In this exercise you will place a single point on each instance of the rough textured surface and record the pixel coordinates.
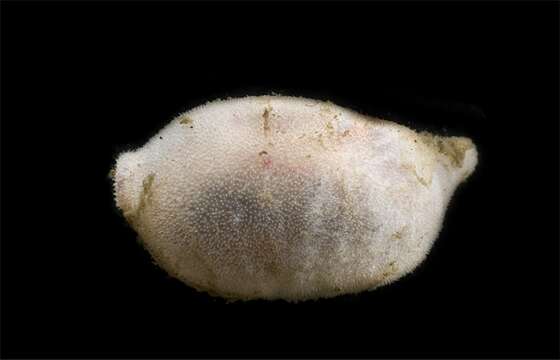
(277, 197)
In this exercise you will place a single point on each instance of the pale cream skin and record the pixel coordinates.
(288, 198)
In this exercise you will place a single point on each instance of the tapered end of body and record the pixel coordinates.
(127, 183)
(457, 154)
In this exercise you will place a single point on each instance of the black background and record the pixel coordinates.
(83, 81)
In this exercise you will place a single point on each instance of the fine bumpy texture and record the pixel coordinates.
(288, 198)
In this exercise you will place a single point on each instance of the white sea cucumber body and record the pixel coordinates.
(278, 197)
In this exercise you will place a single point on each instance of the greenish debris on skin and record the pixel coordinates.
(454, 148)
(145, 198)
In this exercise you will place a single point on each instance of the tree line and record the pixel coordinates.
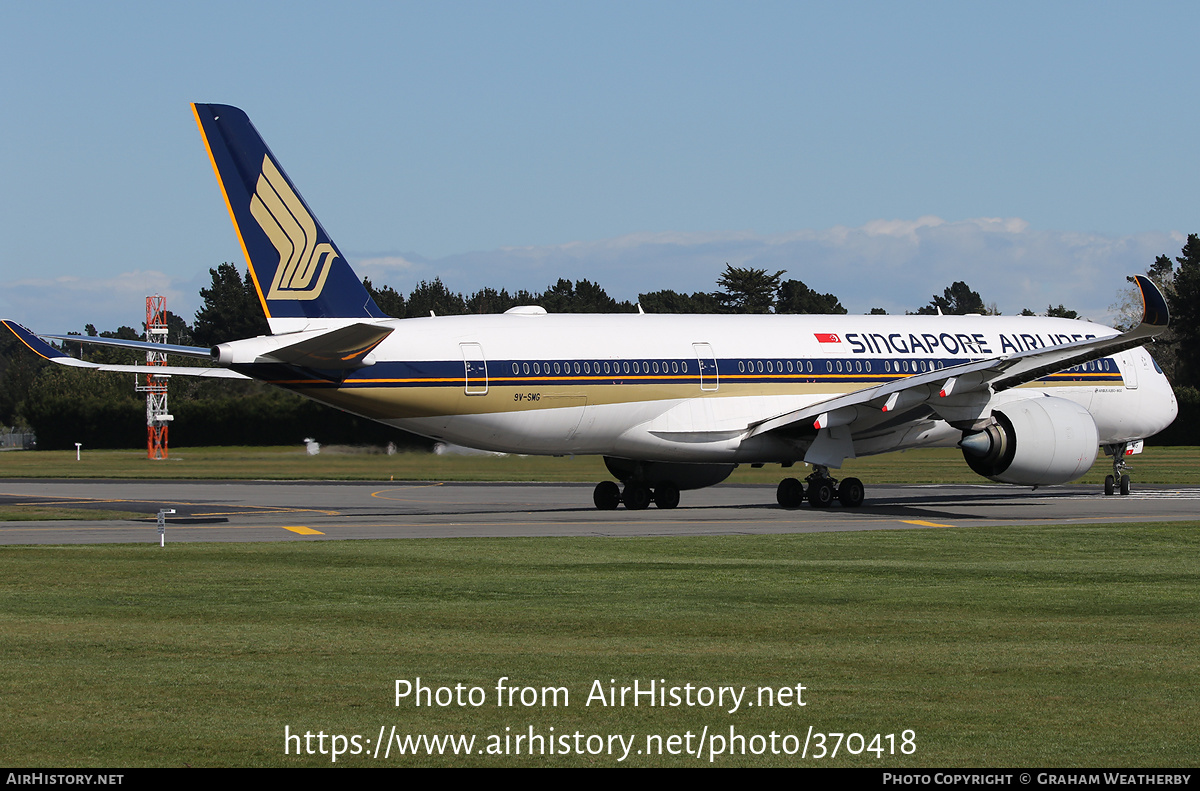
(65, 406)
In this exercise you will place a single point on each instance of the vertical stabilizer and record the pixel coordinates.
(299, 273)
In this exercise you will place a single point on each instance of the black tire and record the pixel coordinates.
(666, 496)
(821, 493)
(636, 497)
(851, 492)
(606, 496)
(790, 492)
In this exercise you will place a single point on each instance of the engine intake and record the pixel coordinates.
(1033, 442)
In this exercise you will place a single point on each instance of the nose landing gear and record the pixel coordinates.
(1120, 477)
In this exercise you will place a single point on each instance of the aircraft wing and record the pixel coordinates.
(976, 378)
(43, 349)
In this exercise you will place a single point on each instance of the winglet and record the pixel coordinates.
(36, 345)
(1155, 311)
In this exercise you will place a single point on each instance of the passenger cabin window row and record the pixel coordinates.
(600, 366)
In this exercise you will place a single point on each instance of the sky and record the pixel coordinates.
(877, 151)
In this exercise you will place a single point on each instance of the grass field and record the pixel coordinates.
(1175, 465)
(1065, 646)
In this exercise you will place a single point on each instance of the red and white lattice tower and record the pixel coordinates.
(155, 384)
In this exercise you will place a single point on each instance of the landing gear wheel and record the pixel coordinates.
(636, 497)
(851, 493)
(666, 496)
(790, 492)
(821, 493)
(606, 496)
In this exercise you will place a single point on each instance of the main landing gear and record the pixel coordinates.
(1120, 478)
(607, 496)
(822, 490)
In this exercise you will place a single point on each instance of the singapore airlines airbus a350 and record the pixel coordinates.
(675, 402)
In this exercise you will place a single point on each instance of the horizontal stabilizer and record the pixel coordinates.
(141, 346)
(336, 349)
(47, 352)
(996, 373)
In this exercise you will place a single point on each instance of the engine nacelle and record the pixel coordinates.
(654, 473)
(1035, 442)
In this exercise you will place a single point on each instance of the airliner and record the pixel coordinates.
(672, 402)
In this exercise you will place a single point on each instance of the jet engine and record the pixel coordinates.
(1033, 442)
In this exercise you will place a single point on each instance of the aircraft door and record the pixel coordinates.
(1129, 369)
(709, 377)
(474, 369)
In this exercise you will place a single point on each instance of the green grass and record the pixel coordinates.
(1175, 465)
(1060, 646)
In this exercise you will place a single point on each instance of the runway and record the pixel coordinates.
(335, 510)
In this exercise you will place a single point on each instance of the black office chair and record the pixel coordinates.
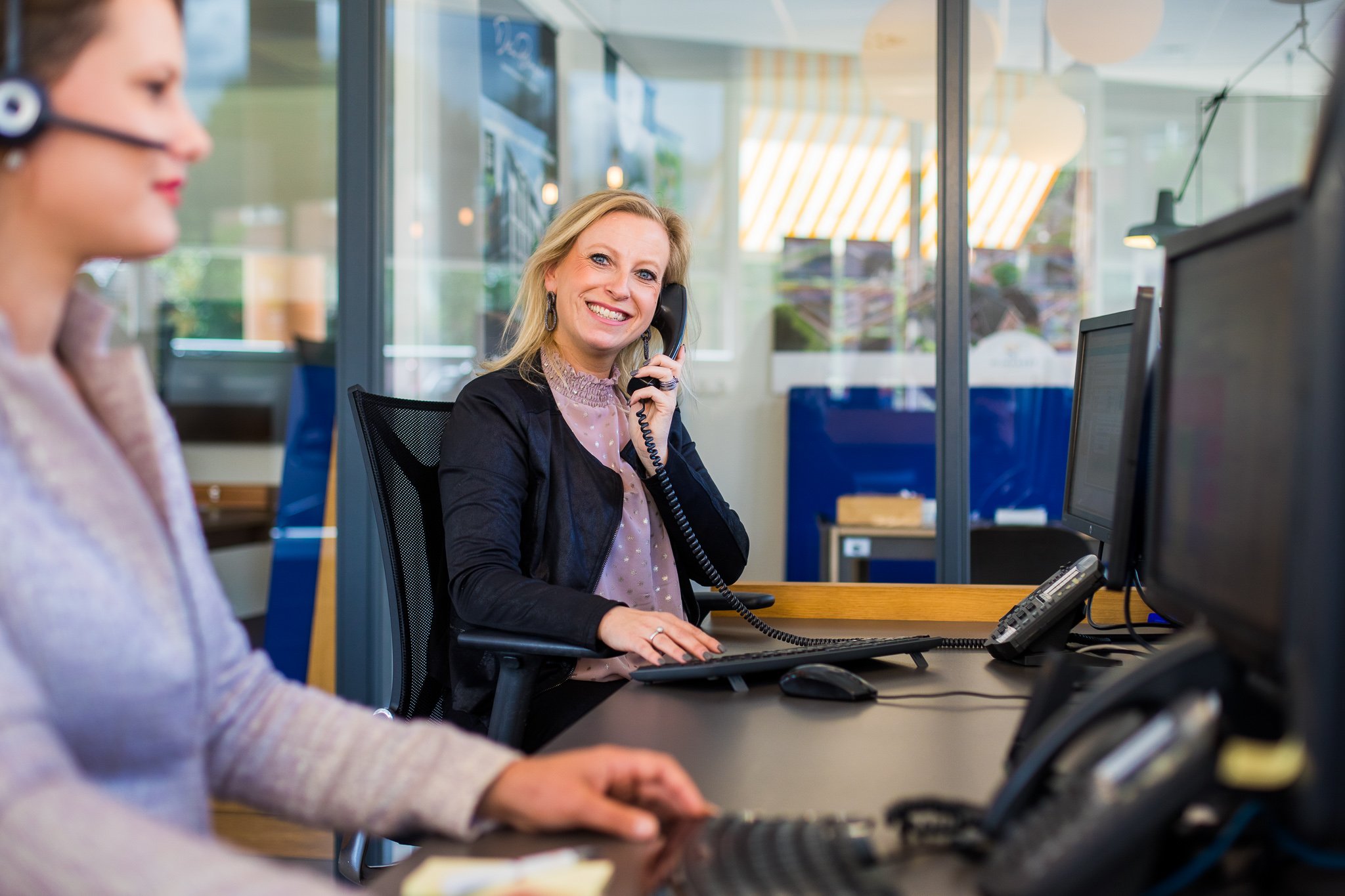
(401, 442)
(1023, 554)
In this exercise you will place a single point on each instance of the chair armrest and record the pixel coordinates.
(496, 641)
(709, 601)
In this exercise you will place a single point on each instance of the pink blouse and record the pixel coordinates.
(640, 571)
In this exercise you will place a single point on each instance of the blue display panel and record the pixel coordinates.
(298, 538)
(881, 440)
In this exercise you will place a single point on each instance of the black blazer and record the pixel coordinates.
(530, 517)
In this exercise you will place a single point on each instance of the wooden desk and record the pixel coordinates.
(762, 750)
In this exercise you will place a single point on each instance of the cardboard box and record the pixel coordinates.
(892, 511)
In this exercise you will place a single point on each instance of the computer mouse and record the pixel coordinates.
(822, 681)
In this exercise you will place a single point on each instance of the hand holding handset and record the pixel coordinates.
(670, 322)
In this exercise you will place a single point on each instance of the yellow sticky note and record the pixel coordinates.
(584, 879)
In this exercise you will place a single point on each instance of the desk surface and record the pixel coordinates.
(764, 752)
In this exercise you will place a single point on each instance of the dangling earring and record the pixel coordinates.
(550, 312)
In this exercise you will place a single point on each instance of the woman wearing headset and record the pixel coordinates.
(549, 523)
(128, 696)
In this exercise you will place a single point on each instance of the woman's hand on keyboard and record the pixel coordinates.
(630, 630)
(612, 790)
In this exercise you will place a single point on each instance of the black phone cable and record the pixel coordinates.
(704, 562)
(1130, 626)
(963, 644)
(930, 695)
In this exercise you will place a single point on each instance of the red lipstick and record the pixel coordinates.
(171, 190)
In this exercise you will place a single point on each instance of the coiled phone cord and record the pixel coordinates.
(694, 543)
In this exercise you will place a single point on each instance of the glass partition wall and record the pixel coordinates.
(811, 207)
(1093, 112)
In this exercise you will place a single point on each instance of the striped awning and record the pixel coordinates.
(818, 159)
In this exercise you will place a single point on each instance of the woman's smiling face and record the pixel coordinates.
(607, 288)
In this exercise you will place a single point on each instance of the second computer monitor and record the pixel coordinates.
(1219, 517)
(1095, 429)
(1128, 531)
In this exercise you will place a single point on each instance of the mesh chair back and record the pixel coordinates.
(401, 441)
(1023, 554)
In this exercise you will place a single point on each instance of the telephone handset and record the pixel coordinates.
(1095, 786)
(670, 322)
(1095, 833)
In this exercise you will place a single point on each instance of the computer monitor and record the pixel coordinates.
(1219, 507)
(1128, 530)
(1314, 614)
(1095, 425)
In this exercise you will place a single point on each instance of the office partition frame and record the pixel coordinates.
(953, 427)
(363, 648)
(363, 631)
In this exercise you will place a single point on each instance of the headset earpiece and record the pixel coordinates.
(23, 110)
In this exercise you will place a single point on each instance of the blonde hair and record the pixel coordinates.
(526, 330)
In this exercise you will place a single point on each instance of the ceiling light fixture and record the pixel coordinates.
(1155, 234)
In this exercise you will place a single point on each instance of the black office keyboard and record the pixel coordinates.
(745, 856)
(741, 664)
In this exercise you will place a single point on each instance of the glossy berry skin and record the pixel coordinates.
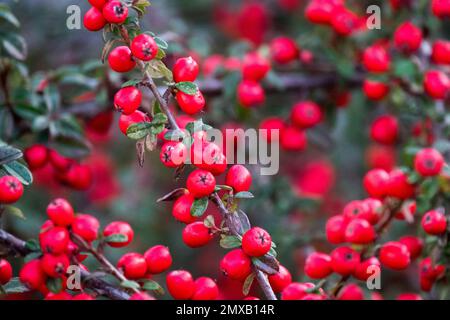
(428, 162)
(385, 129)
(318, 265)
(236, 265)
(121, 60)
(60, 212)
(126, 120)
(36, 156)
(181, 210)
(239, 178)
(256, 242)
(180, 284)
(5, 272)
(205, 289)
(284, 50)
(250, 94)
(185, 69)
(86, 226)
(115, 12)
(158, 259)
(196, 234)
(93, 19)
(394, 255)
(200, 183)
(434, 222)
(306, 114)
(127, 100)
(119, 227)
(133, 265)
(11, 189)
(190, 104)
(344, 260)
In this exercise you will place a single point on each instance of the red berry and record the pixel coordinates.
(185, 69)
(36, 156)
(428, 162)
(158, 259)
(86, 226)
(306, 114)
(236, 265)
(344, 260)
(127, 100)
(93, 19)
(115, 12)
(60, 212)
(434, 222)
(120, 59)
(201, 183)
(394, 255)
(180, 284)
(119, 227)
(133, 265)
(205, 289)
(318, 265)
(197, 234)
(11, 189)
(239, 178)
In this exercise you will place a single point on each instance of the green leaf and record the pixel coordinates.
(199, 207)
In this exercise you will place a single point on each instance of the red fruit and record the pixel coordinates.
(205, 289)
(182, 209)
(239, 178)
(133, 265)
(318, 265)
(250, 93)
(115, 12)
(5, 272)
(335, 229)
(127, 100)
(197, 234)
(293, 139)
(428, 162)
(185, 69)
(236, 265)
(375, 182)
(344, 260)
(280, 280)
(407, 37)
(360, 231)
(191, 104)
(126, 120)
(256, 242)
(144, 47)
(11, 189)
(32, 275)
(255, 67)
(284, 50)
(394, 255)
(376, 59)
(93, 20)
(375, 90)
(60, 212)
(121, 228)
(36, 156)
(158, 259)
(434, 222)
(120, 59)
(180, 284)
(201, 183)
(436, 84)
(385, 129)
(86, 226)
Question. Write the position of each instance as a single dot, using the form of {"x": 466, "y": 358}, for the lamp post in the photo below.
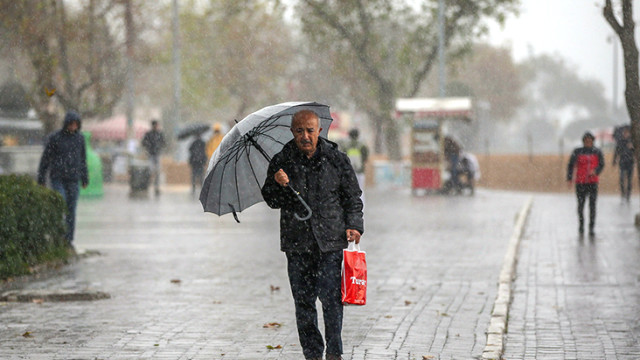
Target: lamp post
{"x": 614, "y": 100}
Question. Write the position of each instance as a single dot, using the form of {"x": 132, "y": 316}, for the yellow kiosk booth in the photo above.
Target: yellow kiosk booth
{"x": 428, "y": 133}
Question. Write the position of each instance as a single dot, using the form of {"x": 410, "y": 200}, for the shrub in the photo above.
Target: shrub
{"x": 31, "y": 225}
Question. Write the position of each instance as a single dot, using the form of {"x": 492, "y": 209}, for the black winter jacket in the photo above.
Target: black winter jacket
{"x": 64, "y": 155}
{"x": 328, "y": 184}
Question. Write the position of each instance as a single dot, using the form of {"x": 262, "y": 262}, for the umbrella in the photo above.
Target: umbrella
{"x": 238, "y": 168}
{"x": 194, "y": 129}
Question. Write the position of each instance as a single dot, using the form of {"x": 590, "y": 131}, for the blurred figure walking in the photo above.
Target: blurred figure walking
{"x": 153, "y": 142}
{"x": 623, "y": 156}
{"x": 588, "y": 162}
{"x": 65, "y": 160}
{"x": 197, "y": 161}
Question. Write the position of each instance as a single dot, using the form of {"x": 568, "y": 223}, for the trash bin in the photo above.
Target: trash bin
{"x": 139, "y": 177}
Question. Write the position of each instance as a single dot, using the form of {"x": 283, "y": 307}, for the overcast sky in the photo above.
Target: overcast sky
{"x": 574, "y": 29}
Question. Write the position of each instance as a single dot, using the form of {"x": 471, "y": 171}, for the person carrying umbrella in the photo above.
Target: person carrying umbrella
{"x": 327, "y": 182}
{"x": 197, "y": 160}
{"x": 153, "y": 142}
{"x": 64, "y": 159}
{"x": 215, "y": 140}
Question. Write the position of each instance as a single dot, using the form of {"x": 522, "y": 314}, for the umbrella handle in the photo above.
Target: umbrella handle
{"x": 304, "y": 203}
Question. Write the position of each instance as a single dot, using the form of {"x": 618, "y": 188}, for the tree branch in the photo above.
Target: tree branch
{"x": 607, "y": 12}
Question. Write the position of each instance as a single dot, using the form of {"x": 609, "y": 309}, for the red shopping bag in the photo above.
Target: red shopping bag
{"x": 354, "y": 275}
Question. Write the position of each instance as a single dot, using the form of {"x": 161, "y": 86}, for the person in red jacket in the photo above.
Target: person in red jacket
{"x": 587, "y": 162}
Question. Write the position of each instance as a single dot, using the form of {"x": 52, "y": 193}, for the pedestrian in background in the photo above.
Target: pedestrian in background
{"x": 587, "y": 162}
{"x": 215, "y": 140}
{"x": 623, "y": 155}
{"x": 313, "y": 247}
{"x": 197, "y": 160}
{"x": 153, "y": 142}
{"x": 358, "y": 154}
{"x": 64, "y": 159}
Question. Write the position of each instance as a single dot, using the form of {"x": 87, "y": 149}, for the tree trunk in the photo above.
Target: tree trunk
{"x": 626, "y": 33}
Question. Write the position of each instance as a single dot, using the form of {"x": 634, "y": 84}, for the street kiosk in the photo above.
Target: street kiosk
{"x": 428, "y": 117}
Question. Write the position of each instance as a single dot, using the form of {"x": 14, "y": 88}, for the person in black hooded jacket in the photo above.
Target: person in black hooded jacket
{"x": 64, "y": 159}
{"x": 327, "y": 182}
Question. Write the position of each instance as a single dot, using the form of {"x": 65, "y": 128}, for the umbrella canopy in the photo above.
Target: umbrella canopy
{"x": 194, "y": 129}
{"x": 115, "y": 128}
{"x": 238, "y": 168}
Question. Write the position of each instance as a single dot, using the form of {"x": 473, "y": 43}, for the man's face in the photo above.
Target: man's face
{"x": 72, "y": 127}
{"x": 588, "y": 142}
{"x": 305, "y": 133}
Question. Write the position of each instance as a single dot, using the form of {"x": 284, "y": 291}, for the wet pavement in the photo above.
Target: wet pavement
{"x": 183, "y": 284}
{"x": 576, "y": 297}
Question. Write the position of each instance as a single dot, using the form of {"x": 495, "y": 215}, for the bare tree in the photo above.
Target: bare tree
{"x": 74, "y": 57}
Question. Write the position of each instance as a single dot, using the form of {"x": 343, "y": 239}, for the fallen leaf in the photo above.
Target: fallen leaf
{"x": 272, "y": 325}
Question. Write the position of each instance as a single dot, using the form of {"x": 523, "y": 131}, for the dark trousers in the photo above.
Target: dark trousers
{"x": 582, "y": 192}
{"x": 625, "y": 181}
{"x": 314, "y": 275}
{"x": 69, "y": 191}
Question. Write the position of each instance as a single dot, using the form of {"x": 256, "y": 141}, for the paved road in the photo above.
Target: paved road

**Goal of the exercise**
With the first line being the one containing "hooded jacket in the photo above." and the last line the one containing "face in the photo above.", transcribe exactly the lines above that fall in that range.

**Exercise output**
Question. Write the position of each instance as a single dot, using the form of {"x": 14, "y": 88}, for the person in black hooded jacket in the photo above.
Target: person in black hooded jacket
{"x": 64, "y": 159}
{"x": 327, "y": 182}
Question. Write the position of each instance as a single dot, using the form of {"x": 65, "y": 128}, for the umbrella canopy in the photo above.
Target: umbrella canopy
{"x": 194, "y": 129}
{"x": 115, "y": 128}
{"x": 238, "y": 168}
Question. Write the position of each instance as a single dot, using the form of {"x": 473, "y": 43}, for the man's face in the photo above.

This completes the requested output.